* _Éléments répertoriés dans un jeu de données_
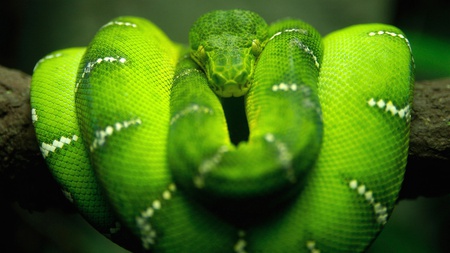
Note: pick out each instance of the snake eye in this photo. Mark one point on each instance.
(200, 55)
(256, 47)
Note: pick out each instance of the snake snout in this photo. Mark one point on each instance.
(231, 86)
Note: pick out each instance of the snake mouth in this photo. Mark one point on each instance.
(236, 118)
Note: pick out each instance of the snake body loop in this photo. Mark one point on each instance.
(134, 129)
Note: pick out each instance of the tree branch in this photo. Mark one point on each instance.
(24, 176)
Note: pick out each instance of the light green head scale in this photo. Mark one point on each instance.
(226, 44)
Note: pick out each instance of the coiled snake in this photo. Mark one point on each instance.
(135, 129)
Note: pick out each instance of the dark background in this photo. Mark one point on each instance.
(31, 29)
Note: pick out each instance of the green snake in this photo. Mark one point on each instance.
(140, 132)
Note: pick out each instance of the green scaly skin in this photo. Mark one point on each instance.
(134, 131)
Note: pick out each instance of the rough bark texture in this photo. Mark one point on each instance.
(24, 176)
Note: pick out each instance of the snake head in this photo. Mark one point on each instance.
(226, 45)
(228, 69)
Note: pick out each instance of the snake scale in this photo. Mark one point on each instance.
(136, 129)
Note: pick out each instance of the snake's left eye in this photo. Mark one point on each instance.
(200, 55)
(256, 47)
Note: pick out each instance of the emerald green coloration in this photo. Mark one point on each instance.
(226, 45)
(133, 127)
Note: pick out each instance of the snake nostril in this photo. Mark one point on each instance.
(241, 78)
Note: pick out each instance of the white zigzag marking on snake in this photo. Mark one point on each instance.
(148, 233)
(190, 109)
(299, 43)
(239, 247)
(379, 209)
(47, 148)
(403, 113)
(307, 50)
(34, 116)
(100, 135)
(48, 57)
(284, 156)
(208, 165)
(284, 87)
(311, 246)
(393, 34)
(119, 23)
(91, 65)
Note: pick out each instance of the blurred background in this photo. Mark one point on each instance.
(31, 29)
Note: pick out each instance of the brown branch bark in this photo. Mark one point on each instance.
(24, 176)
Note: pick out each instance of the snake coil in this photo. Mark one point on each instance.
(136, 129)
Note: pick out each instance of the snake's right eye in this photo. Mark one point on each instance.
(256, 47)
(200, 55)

* _Consigne_
Recopiez à l'identique les lignes des données, de celle qui contient "Note: pick out each instance of the snake coil" jusqu'à la dernière ligne des données incluse.

* _Réponse complète_
Note: pick out each instance of the snake coil in this photo. Mark one point on each instance.
(136, 129)
Note: pick out each instance of the snake's right eye in this photo. Mark one point on each instance.
(256, 47)
(200, 55)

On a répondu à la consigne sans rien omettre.